Se sabe poco con respecto a los pilotos que bombardearon la Moneda. Versiones sostienen que fueron militares gringos que entrenados para Vietnam se encargaron de destruir el palacio de gobierno; otros afirman que fueron milicos chilenos que tenían todo planeado sobre mapas de Santiago para liquidar al gobierno de Allende.

Dentro de todo este vendaval de historia no resuelta, Juan Pablo Meneses recuerda que en su niñez sintió caer una bomba cerca de su casa el 11 de septiembre del 73. Al parecer un piloto de izquierda había desobedecido a sus superiores y bombardeado el hospital de la FACH para hacerle frente a los militares golpistas.

Meneses se dedica a investigar este desconocido hecho en Una historia perdida. Valiéndose de distintos registros va desde lo íntimo hacia lo público para narrar una historia paralela a la oficial.

 

—El libro se construye desde diversos lugares. Hay intertextos, citas de entrevistas y libros, espacios para lo íntimo y lo público, confesiones familiares, listas de opciones y diálogos con latinoamérica desde la ciudad, los bares y sus hoteles. Me parece que una construcción desde lo híbrido le da mayor potencia a Una historia perdida.

—El otro día me decían que Una historia perdida es la primera novela que sigue la tradición de la Nueva crónica latinoamericana, y me dio risa. Después pensé que era una burla. Y ahora que lo pienso, creo que hay bastante de eso. Seguramente, porque el protagonista de mi primera novela es un autor de no ficción que vive los años del boom de la crónica. Pero siempre tuve claro, desde que decidí escribir este libro, que mi paso a la ficción no sería irme a otro mundo, empezar otro plan, renegar de lo anterior como esos cronistas que ahora que escriben novelas hablan de la no ficción como una escala menor, como un pasado vergonzoso. De hecho, cuando me preguntan cómo me siento al pasarme a la ficción, «saltando» a la novela, inmediatamente me imagino como saltando de una isla a otra, o saltando un muro alto para cruzar una frontera. Y no siento que sea así. No me interesa pasar de la no ficción a la ficción, sino que me interesa acoplar ambos mundos. Me interesa sumar las dos islas, tumbar el muro. Te agradezco que menciones que esta construcción híbrida le da mayor potencia a la novela. En lo personal, me interesa la imagen de expansión. De un texto que sea capaz de expandirse, como un cuerpo, y no que viva encogido por su campo.

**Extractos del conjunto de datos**
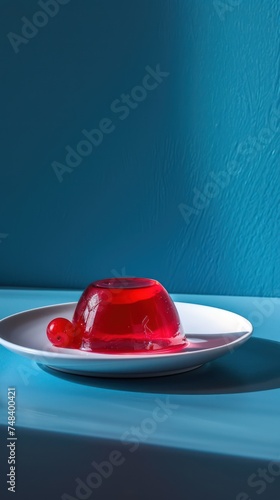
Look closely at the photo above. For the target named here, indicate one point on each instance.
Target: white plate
(212, 333)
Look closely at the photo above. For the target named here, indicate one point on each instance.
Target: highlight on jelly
(121, 316)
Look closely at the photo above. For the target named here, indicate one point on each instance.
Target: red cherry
(60, 332)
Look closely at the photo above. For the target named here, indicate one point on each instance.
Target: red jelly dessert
(121, 316)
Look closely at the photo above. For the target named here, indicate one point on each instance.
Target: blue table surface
(229, 406)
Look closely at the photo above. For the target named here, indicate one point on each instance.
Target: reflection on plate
(211, 332)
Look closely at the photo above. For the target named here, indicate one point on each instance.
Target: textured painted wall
(179, 179)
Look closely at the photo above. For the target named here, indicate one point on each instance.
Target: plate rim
(91, 356)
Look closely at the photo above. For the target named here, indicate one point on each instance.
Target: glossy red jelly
(122, 316)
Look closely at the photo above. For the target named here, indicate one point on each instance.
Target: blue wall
(184, 187)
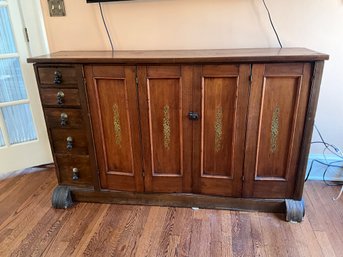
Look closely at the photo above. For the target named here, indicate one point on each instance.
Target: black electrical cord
(108, 33)
(271, 22)
(328, 165)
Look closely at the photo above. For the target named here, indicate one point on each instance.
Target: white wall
(204, 24)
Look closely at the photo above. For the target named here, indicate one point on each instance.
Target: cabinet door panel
(113, 103)
(165, 99)
(221, 96)
(277, 109)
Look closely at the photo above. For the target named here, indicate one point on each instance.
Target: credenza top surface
(182, 56)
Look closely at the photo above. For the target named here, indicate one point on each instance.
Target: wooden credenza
(205, 128)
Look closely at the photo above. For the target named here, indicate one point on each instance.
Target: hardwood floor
(30, 227)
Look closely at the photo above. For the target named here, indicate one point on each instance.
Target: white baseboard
(333, 173)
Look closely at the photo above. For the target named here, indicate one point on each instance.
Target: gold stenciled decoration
(166, 127)
(116, 123)
(275, 130)
(218, 128)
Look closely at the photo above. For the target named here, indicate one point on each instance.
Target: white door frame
(28, 154)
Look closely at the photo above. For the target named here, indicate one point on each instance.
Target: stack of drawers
(64, 103)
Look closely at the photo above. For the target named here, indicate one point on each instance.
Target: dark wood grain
(165, 95)
(308, 127)
(183, 56)
(113, 103)
(49, 97)
(30, 227)
(221, 97)
(53, 118)
(79, 141)
(66, 163)
(129, 116)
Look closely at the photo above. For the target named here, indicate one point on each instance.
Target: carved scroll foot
(295, 210)
(61, 198)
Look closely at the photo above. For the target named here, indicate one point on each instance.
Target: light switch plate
(56, 8)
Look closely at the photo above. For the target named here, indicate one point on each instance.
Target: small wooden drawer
(60, 97)
(69, 141)
(63, 118)
(74, 169)
(57, 76)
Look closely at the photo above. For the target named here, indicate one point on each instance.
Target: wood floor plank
(148, 243)
(257, 236)
(31, 227)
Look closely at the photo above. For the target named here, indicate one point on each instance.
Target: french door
(23, 137)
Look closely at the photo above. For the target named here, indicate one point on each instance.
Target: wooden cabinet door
(165, 95)
(221, 99)
(113, 102)
(277, 109)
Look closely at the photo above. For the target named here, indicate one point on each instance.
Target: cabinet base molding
(180, 200)
(220, 129)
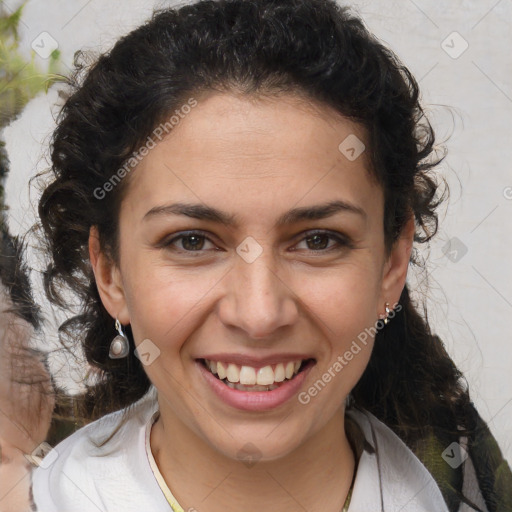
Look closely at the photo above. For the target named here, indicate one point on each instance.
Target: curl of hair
(315, 49)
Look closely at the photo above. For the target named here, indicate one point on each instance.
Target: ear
(396, 266)
(108, 280)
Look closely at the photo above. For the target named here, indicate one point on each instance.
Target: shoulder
(389, 474)
(80, 474)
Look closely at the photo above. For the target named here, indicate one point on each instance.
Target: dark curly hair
(312, 48)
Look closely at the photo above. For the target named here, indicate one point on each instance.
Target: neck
(314, 477)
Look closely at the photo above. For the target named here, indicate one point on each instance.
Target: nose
(258, 300)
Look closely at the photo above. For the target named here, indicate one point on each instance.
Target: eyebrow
(203, 212)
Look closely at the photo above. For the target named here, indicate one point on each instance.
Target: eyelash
(342, 241)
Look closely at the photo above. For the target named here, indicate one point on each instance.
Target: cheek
(164, 302)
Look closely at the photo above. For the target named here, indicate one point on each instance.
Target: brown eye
(189, 241)
(319, 241)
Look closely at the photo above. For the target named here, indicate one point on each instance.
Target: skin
(25, 409)
(257, 159)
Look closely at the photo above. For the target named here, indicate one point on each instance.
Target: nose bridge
(259, 301)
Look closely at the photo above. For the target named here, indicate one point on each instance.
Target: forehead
(235, 152)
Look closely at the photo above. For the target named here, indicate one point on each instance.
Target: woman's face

**Tarea 1**
Transcribe del extracto de página el fragmento comprendido entre "Dentro de todo" y "a la oficial.", ambos incluidos.
**Tarea 2**
Según el extracto de página, ¿qué habría bombardeado el piloto de izquierda que desobedeció a sus superiores?

**Solución 1**
Dentro de todo este vendaval de historia no resuelta, Juan Pablo Meneses recuerda que en su niñez sintió caer una bomba cerca de su casa el 11 de septiembre del 73. Al parecer un piloto de izquierda había desobedecido a sus superiores y bombardeado el hospital de la FACH para hacerle frente a los militares golpistas.

Meneses se dedica a investigar este desconocido hecho en Una historia perdida. Valiéndose de distintos registros va desde lo íntimo hacia lo público para narrar una historia paralela a la oficial.

**Solución 2**
El hospital de la FACH.